Requisitos de la tarea: En el texto sobre el trauma, ¿qué hacían los perros que habían recibido descargas sin poder escapar cuando se abría la puerta de la jaula? Responde en una oración, por favor.

Pasaje proporcionado:
_ _ _ _ _ _ _
Después de administrar varios ciclos de descargas eléctricas, los investigadores abrían las puertas de las jaulas y luego volvían a aplicar descargas a los perros. El grupo de perros control que no las habían recibido inmediatamente salían corriendo, pero los que habían sido sometidos a las descargas sin poder escapar no hicieron ningún intento por salir, aunque la puerta estuviera bien abierta; simplemente permanecían allí, gimiendo y defecando. La mera oportunidad de escapar no hace que los animales traumatizados, o las personas traumatizadas, tomen necesariamente el camino hacia la libertad. Como los perros de Maier y Seligman, muchas personas traumatizadas simplemente se rinden. En lugar de experimentar el riesgo con nuevas opciones, permanecen bloqueadas en el miedo que ya conocen.

El relato de Maier me impresionó. Lo que habían hecho a esos pobres perros era exactamente lo que había sucedido a mis pacientes humanos traumatizados. Ellos también habían sido expuestos a alguien (o a algo) que les infligió un dolor terrible, un dolor del que no tenían forma de escapar. Hice un rápido repaso mental a los pacientes que había tratado. Casi todos habían estado atrapados o inmovilizados de un modo u otro, incapaces de actuar para evitar lo inevitable. Su respuesta de luchar o escapar había quedado desbaratada, y el resultado era una agitación o un colapso extremos.

Maier y Seligman también descubrieron que los perros traumatizados secretaban mayores cantidades de hormonas del estrés de lo normal. Ello confirmaba lo que estábamos empezando a saber sobre la base biológica del estrés traumático. Un grupo de jóvenes investigadores, entre los cuales se encontraban Steve Southwick y John Krystal –de Yale–, Arieh Shalev –de la Hadassah Medical School de Jerusalem–, Frank Putnam –del National Institute of Mental Health (NIMH)– y Roger Pitman –posteriormente de Harvard–, estaban descubriendo también que las personas traumatizadas seguían secretando grandes cantidades de hormonas del estrés mucho tiempo después del peligro real, y Rachel Yehuda –del Mount Sinai de Nueva York– nos confrontó con hallazgos aparentemente paradójicos, en el sentido de que los niveles de cortisol de las hormonas del estrés son bajos en el TEPT. Sus hallazgos solo empezaron a tener sentido cuando su investigación aclaró que el cortisol pone fin a la respuesta de estrés enviando una señal de seguridad y que, en el TEPT, las hormonas del estrés del cuerpo en realidad no vuelven al nivel basal una vez que la amenaza ha finalizado.
_ _ _ _ _ _ _
Registros almacenados del conjunto de datos:
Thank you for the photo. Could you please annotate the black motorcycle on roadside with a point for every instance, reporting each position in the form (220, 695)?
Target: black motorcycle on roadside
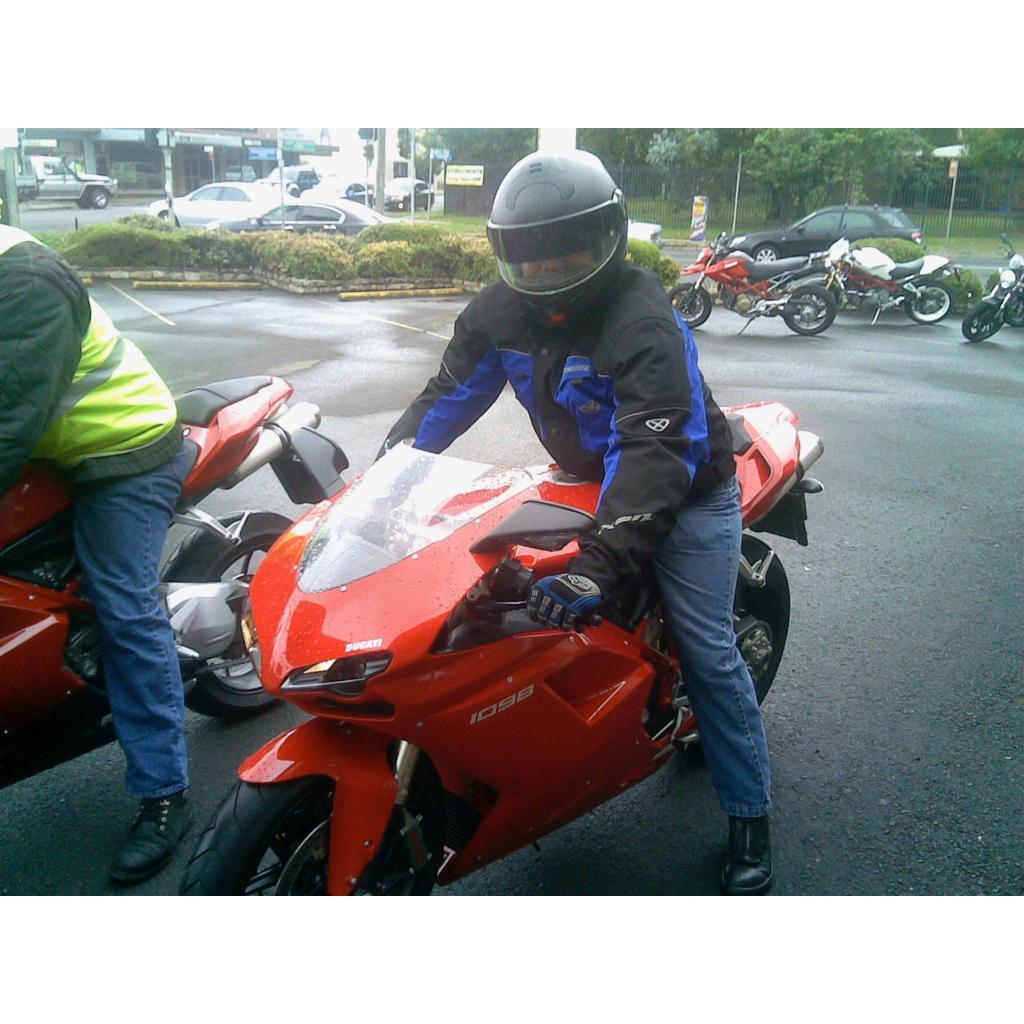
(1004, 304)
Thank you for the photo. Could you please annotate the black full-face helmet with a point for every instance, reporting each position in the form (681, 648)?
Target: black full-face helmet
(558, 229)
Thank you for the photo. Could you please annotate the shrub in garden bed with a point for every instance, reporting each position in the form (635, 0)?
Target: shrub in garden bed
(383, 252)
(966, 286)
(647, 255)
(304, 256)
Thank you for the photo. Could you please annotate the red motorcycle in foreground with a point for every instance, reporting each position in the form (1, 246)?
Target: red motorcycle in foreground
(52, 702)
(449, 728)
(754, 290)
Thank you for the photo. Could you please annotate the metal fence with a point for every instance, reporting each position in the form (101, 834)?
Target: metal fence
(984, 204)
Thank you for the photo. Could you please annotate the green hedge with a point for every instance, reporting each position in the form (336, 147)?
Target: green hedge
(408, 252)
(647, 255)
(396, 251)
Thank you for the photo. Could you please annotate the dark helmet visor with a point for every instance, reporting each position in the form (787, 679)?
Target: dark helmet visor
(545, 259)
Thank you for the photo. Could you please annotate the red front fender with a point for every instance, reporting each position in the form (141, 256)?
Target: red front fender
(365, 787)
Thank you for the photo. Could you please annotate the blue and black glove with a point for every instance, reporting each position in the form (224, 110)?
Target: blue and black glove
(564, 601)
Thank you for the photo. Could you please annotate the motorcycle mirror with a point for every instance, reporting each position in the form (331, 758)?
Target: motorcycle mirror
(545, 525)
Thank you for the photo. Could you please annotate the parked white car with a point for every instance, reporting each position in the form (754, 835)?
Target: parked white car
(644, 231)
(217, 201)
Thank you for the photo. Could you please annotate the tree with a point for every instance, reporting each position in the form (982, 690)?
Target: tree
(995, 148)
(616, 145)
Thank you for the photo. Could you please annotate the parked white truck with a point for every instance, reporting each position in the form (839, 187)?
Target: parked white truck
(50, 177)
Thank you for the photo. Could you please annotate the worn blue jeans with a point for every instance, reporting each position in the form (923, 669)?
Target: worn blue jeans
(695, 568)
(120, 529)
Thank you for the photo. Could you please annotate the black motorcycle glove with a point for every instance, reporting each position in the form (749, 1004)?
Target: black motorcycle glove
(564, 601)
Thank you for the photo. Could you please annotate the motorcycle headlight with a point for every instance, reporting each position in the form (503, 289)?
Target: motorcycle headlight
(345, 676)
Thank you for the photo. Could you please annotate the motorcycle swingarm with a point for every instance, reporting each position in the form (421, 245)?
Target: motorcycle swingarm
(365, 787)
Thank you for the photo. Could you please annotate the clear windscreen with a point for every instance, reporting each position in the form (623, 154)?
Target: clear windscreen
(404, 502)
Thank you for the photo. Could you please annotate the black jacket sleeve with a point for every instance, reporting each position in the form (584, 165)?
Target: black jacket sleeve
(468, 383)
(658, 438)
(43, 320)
_ _ _ _ _ _ _
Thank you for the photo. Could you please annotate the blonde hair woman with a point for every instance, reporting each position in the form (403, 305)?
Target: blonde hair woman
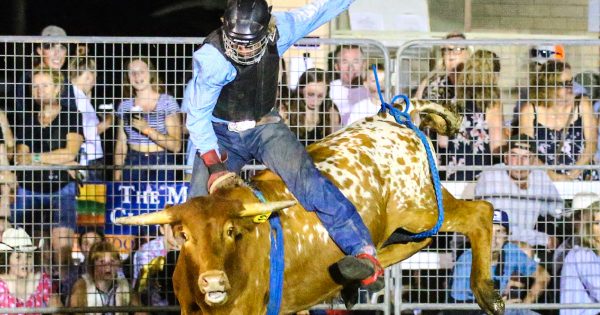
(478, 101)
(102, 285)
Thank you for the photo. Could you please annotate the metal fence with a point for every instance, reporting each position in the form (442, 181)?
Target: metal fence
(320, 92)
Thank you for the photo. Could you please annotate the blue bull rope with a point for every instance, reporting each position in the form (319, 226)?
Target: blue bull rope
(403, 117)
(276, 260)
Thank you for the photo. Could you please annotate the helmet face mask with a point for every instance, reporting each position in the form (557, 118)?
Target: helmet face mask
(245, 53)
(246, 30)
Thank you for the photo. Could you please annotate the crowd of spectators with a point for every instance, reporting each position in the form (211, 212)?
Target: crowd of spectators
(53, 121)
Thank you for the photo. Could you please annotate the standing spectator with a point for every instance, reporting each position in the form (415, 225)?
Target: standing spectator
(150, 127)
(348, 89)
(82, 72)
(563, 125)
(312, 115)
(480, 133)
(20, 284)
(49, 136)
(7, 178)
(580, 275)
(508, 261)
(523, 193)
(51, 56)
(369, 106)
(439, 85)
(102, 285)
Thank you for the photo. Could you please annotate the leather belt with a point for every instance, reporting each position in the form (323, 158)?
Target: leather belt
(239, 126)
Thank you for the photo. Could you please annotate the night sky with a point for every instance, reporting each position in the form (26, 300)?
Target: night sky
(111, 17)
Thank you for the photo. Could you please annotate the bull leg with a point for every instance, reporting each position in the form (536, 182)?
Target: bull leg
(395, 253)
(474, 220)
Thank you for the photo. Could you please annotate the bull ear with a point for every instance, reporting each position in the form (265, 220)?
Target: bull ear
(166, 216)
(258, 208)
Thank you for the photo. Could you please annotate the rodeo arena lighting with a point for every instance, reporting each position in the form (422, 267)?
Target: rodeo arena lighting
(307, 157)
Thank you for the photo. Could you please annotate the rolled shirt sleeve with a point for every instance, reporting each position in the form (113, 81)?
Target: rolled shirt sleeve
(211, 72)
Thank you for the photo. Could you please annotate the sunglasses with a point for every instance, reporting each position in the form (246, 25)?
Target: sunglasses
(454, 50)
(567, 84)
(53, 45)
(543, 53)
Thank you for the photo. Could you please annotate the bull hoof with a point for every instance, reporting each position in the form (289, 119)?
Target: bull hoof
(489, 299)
_ _ _ _ _ _ _
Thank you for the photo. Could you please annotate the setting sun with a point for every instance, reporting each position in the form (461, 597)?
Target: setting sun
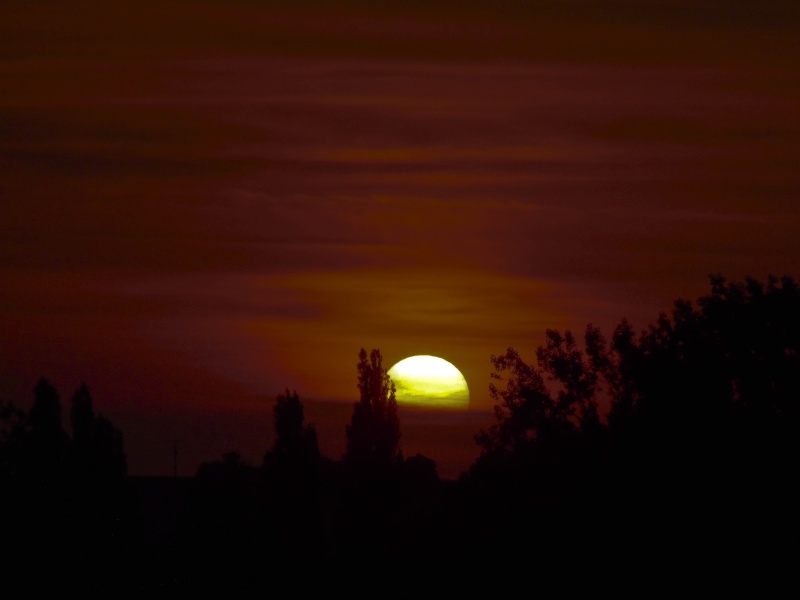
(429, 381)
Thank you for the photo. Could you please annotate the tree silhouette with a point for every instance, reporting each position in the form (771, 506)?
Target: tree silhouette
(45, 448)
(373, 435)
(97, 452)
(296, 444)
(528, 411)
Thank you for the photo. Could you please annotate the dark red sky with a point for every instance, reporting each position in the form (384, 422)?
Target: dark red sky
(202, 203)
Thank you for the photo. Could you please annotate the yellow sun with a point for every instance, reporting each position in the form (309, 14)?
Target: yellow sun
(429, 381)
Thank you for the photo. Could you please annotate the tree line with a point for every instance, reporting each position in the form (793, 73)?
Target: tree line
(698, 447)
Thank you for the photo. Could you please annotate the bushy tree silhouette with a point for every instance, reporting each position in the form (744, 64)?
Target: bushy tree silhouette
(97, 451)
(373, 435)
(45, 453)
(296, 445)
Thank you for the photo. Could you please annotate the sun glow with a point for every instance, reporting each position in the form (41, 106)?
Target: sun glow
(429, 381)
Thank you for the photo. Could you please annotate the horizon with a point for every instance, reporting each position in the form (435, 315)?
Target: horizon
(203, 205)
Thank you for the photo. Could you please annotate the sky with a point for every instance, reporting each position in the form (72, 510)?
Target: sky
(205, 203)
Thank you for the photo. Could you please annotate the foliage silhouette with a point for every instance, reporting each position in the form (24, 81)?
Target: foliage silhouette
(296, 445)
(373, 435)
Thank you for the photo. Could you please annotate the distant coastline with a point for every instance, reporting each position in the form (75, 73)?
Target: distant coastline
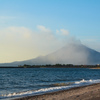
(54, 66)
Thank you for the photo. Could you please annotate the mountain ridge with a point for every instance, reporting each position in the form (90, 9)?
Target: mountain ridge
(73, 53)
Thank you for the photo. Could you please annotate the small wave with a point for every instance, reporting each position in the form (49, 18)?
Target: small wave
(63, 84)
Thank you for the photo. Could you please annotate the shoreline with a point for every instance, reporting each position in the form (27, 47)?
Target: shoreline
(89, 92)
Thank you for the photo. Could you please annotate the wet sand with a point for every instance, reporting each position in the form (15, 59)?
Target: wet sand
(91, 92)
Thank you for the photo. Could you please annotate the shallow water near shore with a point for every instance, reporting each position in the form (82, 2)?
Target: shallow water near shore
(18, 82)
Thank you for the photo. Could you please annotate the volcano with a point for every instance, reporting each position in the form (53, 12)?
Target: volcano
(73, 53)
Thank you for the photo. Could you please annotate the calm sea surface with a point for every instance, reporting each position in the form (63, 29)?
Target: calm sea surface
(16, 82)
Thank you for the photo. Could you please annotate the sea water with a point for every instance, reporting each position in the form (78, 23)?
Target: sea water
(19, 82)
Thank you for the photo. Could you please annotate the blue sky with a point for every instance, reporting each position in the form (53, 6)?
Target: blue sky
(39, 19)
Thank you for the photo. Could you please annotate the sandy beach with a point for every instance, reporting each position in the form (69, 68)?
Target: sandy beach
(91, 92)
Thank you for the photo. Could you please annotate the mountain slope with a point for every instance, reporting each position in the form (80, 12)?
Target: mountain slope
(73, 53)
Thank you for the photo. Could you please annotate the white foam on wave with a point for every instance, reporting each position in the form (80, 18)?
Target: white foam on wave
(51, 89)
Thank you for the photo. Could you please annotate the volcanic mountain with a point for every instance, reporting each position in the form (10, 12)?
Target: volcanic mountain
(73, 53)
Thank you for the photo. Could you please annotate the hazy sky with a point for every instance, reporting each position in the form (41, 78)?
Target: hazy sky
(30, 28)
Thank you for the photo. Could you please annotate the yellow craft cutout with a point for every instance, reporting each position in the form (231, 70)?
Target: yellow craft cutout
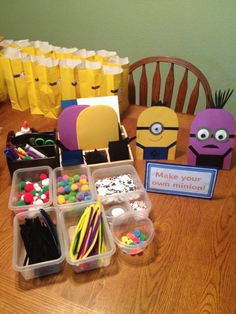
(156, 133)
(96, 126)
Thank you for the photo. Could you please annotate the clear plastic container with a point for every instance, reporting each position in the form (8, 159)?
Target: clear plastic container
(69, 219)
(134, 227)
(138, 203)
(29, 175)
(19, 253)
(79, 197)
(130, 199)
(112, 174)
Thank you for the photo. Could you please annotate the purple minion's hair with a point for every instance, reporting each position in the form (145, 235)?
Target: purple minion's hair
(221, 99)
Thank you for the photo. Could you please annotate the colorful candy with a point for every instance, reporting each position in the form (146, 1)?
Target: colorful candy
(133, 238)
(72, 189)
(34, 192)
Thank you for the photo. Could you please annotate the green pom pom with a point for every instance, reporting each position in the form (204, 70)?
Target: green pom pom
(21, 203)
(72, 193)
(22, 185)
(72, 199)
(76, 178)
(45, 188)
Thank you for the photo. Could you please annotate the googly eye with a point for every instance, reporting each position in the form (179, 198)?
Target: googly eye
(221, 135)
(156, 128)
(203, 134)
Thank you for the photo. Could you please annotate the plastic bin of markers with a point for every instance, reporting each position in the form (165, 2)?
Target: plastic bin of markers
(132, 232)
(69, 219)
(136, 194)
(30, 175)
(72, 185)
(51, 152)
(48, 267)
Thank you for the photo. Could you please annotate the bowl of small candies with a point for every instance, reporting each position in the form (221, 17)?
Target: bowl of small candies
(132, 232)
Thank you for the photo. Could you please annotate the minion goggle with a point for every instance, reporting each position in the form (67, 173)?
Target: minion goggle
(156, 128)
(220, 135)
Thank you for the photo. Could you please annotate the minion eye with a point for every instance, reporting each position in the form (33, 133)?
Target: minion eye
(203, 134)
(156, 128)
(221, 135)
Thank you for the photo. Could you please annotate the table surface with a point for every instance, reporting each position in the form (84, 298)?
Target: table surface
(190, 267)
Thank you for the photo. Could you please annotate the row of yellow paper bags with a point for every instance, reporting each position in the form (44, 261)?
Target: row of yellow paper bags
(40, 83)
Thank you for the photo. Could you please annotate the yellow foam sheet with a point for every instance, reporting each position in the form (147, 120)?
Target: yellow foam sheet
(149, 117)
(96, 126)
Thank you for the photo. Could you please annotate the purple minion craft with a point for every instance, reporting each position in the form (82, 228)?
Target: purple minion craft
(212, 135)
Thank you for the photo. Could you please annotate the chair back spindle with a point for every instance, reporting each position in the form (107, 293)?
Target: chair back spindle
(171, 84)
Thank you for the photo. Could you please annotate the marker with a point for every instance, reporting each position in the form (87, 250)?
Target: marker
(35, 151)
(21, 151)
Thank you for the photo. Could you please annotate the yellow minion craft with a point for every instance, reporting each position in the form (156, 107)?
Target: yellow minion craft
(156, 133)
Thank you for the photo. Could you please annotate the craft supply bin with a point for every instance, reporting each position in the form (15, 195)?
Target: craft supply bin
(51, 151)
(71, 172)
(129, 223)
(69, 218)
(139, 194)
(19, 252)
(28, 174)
_ _ _ _ _ _ _
Solución del problema: No intentaban salir aunque la puerta estuviera abierta; simplemente permanecían allí, gimiendo y defecando.